**Problem to solve**
Copy the listing word for word, starting at the line that contains "Question. The picture above shows the man's bare" and ending with its final line, both included.

******

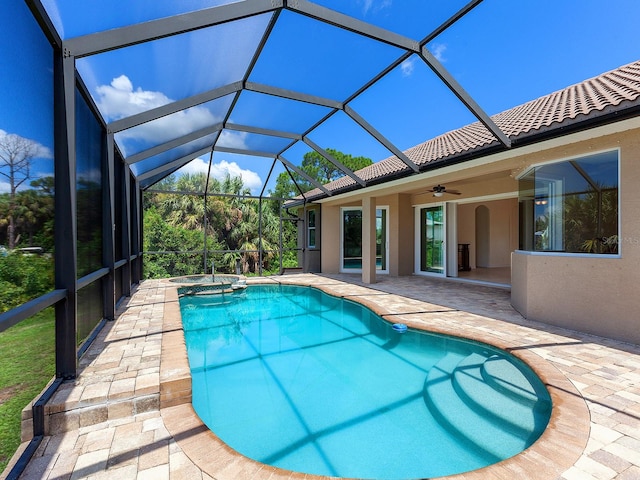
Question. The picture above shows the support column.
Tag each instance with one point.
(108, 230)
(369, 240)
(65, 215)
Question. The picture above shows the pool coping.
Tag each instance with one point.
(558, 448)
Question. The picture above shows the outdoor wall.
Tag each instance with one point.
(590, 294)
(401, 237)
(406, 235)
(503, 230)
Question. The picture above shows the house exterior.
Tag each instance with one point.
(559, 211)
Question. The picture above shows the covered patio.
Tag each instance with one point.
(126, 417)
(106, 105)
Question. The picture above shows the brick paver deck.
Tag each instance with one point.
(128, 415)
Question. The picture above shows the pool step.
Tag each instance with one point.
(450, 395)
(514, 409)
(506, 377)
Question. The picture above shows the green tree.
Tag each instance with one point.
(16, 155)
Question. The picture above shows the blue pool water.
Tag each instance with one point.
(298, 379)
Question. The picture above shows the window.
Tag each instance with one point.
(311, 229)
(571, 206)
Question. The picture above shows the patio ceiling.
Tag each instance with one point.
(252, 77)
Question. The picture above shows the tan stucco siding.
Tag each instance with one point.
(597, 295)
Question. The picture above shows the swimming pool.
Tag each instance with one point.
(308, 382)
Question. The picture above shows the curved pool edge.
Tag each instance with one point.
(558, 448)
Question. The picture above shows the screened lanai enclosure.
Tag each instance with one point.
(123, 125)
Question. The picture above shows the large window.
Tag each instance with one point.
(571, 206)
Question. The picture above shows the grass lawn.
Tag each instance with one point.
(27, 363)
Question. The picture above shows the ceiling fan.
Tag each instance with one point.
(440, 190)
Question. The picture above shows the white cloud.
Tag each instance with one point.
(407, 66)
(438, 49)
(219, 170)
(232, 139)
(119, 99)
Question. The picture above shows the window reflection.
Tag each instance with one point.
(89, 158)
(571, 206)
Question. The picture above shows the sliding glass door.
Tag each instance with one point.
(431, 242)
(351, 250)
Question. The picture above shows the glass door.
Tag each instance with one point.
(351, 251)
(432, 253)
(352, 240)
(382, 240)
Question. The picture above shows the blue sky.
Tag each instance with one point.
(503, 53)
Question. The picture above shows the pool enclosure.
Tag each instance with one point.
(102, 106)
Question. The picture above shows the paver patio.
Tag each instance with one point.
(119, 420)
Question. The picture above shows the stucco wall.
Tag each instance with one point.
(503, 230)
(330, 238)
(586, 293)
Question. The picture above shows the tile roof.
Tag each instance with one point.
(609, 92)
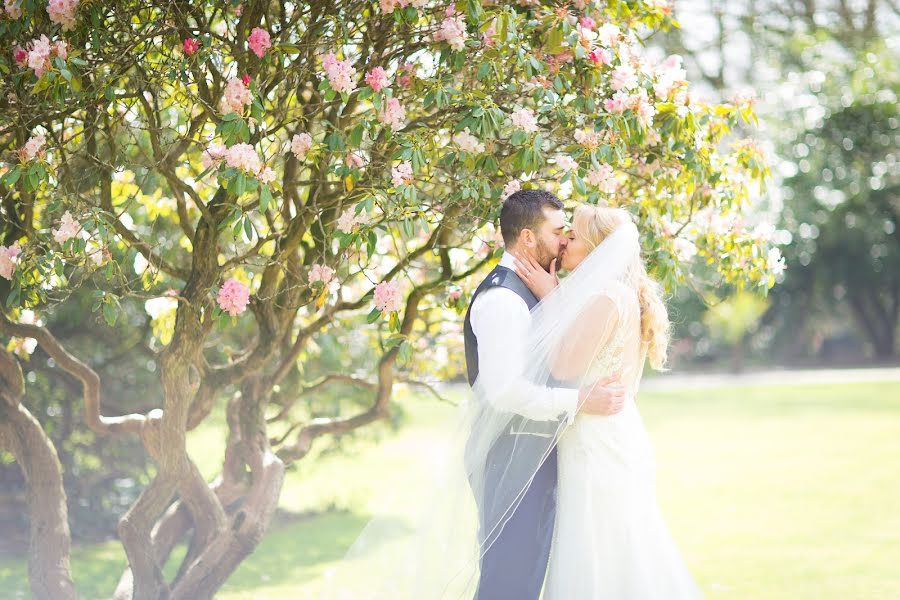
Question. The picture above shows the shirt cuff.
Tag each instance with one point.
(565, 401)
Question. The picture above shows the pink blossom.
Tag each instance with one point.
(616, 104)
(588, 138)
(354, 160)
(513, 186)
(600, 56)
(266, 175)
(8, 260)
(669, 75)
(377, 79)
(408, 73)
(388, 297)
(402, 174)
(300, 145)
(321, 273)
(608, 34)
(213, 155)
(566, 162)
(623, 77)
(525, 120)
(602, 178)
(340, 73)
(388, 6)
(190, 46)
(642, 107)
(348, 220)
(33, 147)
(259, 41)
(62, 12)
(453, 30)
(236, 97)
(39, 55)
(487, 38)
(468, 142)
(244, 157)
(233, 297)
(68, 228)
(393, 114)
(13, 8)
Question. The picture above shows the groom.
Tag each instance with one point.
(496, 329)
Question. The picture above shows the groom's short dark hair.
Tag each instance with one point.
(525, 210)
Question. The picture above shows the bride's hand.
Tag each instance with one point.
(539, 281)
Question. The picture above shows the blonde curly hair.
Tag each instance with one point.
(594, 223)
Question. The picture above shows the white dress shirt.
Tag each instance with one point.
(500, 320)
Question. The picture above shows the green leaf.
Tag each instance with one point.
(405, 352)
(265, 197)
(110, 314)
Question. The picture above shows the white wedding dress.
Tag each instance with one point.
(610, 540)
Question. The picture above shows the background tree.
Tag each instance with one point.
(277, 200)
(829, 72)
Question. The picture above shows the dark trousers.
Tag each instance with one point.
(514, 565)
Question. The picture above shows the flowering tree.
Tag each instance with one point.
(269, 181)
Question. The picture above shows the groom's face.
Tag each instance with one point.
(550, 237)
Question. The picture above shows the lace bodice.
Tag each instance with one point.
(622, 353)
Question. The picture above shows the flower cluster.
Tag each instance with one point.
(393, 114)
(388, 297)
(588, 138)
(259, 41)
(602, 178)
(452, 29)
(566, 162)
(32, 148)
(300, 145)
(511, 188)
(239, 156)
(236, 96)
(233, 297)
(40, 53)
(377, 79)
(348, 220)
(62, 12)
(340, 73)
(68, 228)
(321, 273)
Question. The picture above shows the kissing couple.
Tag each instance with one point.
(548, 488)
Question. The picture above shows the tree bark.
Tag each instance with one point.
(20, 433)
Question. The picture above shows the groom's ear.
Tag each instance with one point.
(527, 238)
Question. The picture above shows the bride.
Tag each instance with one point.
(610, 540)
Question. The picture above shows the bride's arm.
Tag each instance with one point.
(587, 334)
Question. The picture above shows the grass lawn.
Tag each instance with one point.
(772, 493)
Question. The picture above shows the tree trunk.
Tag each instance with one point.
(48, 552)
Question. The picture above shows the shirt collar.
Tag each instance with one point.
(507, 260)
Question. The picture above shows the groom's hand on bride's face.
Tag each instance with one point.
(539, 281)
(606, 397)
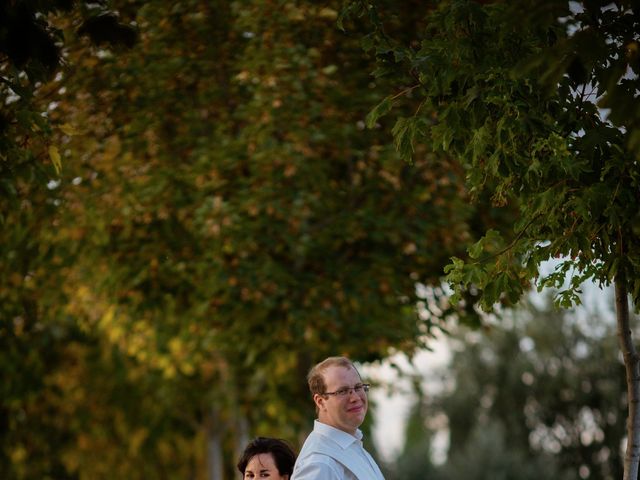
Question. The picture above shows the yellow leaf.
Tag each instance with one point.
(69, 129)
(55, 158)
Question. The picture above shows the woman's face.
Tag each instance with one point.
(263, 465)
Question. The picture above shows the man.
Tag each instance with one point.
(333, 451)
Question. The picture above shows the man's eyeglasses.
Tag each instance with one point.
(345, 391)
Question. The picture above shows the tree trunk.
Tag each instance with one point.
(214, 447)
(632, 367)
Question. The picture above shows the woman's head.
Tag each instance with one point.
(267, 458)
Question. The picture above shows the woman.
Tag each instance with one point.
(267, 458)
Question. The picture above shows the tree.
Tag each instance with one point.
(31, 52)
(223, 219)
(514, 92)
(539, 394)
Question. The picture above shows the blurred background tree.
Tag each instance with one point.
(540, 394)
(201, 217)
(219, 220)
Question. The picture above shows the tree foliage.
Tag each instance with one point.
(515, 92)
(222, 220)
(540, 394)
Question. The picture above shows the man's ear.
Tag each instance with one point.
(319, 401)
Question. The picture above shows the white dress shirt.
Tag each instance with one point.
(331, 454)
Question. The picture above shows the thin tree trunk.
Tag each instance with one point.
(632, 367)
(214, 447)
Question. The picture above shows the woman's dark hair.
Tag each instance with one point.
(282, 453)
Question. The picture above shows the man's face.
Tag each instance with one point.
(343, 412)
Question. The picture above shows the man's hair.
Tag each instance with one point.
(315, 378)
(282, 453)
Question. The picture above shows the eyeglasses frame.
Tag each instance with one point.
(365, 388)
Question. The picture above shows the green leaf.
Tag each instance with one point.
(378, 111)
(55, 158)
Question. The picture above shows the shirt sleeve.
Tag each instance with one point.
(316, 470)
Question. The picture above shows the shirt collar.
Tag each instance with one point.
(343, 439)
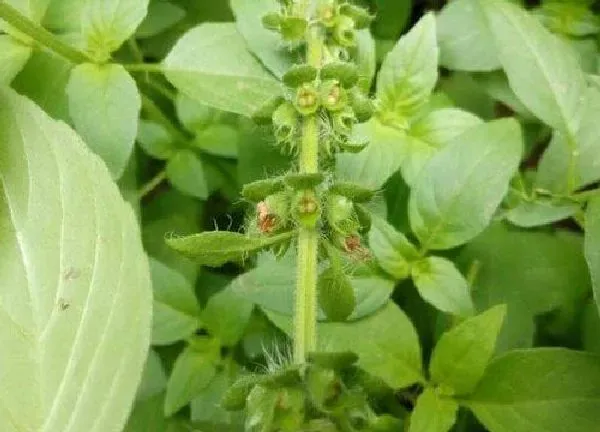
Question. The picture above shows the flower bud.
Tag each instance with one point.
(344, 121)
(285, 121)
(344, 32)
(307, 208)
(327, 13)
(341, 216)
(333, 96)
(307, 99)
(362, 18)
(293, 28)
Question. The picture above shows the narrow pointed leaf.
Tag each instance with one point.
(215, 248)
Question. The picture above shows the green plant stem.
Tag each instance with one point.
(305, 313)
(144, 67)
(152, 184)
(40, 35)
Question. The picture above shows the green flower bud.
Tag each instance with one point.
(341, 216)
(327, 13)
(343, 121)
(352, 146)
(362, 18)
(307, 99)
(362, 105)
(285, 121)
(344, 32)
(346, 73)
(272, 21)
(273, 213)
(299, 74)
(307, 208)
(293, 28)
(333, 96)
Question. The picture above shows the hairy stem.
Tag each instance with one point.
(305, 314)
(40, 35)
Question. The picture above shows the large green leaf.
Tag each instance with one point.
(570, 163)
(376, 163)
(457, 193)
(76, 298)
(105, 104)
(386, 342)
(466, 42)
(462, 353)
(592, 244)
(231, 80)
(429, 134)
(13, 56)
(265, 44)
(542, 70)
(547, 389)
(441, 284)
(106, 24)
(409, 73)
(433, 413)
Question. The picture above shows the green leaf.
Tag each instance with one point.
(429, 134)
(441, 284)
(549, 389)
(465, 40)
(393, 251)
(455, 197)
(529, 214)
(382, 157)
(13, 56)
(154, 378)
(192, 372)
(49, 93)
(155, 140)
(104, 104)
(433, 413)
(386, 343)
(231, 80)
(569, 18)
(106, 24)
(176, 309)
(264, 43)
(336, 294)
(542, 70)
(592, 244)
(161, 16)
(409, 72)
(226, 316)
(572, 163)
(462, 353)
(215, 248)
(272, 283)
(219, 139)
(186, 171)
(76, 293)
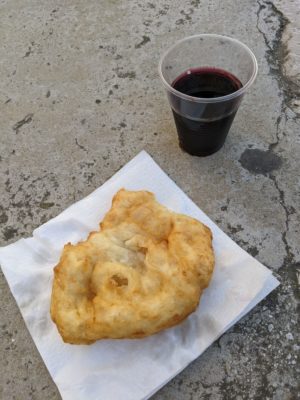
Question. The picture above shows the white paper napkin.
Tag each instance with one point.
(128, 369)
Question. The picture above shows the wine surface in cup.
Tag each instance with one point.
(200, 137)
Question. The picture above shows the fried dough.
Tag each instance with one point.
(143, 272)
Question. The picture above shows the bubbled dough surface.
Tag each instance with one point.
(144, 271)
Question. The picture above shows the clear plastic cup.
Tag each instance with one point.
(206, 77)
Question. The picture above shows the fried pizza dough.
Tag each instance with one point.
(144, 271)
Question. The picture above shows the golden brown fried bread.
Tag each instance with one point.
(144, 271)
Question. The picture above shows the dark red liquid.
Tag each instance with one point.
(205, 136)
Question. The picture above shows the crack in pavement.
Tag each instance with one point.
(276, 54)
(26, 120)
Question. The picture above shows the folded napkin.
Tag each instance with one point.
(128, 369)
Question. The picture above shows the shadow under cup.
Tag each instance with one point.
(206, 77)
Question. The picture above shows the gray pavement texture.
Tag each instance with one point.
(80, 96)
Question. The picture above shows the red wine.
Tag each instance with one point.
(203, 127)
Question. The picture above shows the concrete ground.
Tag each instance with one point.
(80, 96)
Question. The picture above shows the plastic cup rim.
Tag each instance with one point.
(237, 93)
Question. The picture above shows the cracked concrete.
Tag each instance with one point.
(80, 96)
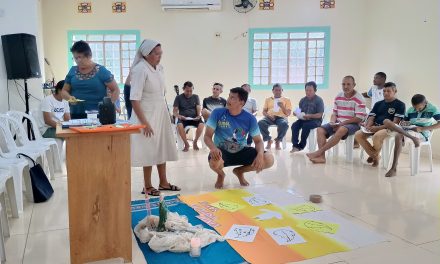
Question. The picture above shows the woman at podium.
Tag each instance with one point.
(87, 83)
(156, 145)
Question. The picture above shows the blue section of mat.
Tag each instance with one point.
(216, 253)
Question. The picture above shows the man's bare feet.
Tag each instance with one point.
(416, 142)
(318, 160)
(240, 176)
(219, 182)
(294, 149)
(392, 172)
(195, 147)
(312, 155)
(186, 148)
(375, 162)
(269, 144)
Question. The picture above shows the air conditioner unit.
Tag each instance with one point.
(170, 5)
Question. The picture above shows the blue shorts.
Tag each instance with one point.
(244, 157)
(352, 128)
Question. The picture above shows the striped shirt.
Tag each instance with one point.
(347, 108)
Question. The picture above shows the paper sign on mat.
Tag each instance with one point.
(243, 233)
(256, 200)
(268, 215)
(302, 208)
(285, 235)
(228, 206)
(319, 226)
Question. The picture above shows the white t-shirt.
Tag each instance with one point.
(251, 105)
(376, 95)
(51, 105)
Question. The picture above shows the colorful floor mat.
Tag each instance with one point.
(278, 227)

******

**Written solution**
Question. The picture above shows the man's bare feet.
Tag each instance with one point.
(416, 142)
(318, 160)
(240, 176)
(219, 182)
(294, 149)
(392, 172)
(195, 147)
(312, 155)
(186, 148)
(375, 162)
(269, 144)
Question. The picture above shows the air conditioner unit.
Tag each instance with one point.
(170, 5)
Question. The picture above shows the blue shorts.
Tag each instance with one point.
(244, 157)
(352, 128)
Question. The picture above shows the striped shirt.
Tag each instance with one point.
(347, 108)
Question. The picture above shows the paper sign on mat.
Tag each instance with one point.
(243, 233)
(256, 200)
(268, 215)
(302, 208)
(285, 235)
(228, 206)
(319, 226)
Question. The picture above shows the white t-shirt.
Tag each instance with one point.
(251, 105)
(376, 95)
(51, 105)
Question. The picture above shows the colorful floor mat.
Tag each instance with one point.
(278, 227)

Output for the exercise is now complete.